Saved data entries
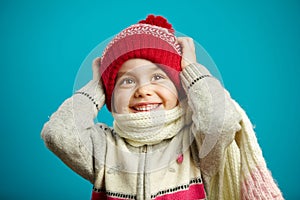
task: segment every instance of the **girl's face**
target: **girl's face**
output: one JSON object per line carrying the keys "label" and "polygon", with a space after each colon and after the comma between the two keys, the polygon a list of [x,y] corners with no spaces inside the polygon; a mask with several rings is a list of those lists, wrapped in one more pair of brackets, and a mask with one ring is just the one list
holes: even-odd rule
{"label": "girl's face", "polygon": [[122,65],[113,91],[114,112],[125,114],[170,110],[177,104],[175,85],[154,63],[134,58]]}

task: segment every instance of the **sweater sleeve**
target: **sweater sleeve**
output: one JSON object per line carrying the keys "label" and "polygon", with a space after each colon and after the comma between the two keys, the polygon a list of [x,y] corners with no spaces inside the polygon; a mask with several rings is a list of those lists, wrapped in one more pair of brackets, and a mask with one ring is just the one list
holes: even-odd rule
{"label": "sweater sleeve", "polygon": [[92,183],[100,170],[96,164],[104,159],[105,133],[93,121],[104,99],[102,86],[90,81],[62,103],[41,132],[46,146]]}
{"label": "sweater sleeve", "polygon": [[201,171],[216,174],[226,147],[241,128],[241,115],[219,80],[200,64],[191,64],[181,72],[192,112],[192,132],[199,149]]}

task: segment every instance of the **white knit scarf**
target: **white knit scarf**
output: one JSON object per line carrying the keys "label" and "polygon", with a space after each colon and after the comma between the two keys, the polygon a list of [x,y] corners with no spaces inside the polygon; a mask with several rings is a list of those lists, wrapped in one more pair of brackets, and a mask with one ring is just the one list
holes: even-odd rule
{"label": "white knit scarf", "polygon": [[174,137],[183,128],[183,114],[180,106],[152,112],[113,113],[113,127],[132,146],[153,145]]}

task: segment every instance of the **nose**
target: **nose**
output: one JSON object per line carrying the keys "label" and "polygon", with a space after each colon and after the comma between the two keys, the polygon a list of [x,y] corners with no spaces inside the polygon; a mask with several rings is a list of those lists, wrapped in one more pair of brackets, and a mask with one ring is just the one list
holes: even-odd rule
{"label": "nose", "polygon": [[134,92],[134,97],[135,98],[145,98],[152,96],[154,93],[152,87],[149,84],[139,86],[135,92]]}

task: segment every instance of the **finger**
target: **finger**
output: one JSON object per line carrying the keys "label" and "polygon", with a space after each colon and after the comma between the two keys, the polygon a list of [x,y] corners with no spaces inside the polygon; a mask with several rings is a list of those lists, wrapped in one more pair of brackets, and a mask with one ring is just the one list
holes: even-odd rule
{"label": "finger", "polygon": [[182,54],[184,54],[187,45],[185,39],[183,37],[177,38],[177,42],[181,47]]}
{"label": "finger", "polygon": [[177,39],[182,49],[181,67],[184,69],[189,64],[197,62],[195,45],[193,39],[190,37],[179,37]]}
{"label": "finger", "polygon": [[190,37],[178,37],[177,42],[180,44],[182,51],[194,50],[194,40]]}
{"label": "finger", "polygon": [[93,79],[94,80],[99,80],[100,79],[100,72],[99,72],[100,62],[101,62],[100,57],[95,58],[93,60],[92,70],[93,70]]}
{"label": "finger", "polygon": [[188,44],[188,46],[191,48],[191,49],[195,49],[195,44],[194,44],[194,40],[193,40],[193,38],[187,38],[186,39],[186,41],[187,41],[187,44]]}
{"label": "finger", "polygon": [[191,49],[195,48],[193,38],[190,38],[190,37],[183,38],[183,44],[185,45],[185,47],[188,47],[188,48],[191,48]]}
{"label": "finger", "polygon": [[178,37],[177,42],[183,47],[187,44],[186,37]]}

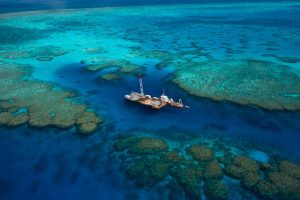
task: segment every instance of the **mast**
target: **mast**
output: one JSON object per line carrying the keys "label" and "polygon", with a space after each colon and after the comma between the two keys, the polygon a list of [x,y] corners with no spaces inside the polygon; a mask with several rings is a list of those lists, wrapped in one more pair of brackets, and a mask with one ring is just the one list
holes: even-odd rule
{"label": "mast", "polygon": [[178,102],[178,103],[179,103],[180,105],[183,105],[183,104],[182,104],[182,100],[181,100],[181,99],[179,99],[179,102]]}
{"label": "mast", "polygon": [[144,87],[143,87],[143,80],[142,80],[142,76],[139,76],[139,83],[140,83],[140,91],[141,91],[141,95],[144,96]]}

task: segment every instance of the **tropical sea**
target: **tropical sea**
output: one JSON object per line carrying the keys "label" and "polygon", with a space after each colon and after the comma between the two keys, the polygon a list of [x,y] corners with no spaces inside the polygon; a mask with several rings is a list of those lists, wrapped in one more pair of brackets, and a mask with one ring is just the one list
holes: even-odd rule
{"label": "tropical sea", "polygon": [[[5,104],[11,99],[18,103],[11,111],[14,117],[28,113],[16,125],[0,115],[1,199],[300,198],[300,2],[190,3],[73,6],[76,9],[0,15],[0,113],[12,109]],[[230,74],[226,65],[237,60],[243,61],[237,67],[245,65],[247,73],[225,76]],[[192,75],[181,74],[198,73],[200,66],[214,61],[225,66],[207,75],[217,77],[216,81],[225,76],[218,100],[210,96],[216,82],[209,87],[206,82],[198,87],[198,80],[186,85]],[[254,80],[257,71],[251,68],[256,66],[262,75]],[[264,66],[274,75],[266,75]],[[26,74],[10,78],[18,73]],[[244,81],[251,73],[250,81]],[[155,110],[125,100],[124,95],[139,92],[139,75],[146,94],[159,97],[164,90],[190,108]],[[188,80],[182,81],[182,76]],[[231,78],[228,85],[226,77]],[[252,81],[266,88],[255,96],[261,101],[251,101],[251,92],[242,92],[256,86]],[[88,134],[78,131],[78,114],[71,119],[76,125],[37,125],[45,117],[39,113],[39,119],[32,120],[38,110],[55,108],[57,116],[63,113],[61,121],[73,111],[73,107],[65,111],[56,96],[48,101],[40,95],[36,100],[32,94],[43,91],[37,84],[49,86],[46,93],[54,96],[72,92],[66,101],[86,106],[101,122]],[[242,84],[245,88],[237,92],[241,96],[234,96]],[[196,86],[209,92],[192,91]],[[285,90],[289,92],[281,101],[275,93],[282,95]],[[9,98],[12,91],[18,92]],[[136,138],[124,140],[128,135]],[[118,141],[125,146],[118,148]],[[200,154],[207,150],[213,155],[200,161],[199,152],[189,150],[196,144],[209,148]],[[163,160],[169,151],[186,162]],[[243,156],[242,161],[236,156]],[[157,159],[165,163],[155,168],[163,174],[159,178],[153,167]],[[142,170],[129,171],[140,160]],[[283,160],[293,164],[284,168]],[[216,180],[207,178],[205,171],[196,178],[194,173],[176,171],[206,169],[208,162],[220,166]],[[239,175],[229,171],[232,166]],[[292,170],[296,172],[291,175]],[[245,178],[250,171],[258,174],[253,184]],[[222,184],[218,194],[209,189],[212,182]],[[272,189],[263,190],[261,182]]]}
---
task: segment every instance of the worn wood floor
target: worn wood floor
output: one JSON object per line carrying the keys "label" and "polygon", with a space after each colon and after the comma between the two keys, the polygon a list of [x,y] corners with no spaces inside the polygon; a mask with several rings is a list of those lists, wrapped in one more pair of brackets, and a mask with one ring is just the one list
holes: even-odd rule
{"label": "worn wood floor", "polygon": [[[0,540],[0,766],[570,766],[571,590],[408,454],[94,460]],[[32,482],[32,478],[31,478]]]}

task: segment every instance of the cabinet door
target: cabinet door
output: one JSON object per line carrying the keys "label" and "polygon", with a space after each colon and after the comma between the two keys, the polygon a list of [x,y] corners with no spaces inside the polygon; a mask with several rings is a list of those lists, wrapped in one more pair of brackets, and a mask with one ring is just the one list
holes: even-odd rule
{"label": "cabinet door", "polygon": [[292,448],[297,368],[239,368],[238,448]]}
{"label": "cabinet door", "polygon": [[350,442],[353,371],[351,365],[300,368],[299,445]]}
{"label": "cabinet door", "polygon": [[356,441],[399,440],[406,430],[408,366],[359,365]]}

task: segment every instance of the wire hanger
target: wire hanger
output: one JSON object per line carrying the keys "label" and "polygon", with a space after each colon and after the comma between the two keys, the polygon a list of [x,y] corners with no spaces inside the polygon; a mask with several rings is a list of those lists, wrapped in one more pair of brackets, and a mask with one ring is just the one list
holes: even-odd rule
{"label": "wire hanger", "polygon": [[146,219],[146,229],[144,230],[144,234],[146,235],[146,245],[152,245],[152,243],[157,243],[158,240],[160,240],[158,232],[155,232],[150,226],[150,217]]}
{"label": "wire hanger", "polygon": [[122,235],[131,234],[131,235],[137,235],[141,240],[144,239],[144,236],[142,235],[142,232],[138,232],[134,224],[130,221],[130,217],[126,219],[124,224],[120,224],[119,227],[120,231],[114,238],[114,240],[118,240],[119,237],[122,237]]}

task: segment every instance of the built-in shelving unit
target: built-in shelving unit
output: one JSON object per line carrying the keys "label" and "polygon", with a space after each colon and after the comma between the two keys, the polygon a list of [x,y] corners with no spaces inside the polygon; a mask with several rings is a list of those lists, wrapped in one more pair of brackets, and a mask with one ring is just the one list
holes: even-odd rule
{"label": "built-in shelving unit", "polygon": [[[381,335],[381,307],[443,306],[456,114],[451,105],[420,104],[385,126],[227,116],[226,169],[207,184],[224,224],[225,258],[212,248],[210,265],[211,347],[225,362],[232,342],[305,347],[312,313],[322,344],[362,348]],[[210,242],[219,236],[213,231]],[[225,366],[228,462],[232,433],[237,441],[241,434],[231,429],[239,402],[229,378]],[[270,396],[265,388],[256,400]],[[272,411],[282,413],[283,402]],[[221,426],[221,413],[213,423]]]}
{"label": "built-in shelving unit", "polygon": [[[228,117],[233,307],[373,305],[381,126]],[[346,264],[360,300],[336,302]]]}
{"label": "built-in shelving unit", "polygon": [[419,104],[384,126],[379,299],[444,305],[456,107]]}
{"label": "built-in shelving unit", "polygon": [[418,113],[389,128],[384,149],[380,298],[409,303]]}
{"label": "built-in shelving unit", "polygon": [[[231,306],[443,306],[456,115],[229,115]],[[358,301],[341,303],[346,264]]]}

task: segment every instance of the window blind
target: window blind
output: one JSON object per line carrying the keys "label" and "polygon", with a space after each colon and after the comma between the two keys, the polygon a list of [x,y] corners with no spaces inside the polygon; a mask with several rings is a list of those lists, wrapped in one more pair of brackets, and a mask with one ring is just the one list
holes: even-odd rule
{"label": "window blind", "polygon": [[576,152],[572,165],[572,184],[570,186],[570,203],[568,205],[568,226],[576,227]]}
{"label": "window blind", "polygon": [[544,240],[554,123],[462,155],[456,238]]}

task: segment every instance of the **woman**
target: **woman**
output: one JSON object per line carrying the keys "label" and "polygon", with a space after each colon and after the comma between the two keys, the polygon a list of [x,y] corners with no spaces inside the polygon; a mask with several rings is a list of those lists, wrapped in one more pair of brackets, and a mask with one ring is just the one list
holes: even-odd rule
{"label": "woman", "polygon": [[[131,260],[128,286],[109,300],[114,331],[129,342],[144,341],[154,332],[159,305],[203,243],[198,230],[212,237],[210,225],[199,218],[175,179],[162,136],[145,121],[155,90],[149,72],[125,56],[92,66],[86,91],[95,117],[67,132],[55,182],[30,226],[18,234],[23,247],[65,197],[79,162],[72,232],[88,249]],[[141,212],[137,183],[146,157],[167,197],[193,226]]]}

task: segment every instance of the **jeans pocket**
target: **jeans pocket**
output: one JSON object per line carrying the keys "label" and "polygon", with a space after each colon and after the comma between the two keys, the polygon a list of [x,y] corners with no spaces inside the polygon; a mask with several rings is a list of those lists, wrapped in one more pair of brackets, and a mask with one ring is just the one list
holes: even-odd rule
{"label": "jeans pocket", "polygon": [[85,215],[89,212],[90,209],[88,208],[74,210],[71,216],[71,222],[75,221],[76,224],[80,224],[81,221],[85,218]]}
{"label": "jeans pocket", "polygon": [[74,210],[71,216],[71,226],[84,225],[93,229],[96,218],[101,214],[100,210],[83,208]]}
...
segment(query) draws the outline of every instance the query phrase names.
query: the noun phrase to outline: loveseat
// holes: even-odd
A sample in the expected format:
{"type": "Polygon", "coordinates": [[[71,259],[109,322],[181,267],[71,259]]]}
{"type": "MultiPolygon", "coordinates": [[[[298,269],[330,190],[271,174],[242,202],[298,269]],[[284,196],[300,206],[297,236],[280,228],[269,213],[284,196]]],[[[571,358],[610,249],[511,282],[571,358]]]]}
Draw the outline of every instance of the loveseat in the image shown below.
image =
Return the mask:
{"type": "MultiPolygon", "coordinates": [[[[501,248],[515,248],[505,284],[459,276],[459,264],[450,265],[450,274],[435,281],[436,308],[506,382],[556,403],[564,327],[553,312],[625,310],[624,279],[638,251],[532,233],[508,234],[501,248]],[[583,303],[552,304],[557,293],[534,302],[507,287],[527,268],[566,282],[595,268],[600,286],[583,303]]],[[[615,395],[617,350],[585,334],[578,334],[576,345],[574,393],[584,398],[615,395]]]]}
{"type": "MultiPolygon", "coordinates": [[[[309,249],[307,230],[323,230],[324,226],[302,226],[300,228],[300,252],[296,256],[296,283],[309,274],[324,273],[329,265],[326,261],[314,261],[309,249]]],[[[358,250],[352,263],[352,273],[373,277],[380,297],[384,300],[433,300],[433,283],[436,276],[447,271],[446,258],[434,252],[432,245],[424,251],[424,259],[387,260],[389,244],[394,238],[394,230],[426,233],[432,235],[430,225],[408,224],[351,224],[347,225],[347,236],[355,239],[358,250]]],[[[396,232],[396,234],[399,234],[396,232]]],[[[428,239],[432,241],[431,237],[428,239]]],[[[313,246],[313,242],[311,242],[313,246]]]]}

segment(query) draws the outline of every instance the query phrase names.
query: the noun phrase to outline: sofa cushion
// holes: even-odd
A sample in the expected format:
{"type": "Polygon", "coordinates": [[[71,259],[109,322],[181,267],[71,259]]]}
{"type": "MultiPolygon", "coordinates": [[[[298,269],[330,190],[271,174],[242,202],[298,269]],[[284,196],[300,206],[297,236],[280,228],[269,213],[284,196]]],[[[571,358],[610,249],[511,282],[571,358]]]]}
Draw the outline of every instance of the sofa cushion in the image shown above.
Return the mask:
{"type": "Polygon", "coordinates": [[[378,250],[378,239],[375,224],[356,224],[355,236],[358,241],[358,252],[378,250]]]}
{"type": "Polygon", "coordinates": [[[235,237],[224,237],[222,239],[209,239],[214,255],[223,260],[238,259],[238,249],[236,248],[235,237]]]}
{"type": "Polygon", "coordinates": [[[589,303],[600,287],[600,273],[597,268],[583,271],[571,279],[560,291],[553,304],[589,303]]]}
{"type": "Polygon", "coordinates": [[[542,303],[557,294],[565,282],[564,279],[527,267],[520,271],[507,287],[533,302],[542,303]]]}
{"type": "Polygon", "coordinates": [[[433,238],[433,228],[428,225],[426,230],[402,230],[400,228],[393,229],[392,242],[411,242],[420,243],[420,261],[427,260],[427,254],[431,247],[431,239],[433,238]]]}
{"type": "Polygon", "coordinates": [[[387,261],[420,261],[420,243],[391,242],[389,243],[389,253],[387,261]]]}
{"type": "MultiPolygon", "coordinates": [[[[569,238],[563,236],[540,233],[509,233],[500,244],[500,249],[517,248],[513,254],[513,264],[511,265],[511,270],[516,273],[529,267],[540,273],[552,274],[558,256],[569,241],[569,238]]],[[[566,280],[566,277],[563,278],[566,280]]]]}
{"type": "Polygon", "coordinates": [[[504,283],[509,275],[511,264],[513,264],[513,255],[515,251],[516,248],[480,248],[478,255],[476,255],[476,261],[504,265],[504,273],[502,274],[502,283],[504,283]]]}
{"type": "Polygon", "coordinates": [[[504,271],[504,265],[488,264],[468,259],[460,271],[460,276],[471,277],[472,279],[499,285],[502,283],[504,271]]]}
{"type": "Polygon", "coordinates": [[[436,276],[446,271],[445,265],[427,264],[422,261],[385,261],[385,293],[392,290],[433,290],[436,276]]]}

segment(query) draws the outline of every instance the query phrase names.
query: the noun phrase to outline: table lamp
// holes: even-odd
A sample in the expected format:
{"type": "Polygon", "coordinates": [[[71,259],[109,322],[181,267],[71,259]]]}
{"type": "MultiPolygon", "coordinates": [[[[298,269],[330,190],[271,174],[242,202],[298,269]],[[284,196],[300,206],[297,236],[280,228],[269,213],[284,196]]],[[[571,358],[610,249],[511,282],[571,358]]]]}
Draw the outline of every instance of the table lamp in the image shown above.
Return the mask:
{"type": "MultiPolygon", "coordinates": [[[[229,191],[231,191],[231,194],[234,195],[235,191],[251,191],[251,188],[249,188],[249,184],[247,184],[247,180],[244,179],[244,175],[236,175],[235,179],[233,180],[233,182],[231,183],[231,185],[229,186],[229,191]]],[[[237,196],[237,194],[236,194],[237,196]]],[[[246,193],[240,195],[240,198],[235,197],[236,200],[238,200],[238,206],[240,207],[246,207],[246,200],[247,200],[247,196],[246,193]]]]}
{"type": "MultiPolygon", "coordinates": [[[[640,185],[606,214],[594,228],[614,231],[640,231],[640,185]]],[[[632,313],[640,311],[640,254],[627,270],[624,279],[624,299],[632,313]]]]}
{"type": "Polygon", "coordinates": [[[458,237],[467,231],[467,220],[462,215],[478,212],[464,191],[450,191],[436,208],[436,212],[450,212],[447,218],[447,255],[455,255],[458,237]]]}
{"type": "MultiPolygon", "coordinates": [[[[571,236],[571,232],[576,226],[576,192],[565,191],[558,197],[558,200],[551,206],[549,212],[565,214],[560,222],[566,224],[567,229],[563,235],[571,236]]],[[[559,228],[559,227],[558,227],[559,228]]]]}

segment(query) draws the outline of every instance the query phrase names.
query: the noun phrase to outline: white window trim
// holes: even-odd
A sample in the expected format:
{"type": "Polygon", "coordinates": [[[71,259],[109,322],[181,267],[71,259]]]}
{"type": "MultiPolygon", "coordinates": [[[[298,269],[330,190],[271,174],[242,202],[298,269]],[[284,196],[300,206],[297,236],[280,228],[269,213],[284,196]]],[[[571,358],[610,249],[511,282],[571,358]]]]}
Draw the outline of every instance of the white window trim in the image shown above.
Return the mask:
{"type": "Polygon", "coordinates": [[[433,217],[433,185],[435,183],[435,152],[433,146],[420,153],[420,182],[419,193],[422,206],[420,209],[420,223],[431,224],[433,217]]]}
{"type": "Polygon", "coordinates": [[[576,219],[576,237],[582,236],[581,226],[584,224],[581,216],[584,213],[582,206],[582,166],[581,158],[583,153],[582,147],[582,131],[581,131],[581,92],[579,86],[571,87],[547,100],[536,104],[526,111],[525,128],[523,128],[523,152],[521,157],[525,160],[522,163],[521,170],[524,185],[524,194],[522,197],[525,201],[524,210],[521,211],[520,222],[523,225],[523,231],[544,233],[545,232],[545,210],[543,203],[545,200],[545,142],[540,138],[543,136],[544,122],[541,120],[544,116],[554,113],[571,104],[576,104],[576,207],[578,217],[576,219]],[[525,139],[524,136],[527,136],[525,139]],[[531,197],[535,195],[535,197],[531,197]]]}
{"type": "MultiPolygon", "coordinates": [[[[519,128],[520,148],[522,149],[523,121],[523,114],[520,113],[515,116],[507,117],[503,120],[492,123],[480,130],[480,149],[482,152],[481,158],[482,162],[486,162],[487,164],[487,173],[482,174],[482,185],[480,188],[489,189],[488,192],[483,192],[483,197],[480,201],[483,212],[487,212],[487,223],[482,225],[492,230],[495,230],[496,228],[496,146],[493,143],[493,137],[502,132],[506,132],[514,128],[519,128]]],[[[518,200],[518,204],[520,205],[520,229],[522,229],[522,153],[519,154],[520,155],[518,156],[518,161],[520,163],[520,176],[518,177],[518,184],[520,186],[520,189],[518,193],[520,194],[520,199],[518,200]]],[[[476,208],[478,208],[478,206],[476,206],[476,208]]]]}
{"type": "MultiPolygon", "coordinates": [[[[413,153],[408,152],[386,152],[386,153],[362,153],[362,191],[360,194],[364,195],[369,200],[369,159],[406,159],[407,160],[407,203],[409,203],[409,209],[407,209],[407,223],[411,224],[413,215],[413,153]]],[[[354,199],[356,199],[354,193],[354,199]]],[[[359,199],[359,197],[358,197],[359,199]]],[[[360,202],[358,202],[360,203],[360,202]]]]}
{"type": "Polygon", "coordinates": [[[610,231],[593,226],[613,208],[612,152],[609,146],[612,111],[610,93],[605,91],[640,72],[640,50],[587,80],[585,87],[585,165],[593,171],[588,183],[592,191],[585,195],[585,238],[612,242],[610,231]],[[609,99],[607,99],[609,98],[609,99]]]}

> **WORK INSTRUCTIONS**
Each line of the data that includes "shown" should be copied.

> **OUTPUT OF THE EXERCISE**
Draw the outline of every instance of the loveseat in the image shown below.
Draw the outline of every instance of the sofa cushion in the image shown above.
Draw the outline of every instance of the table lamp in the image shown above.
Draw the outline of every instance of the white window trim in the image shown above.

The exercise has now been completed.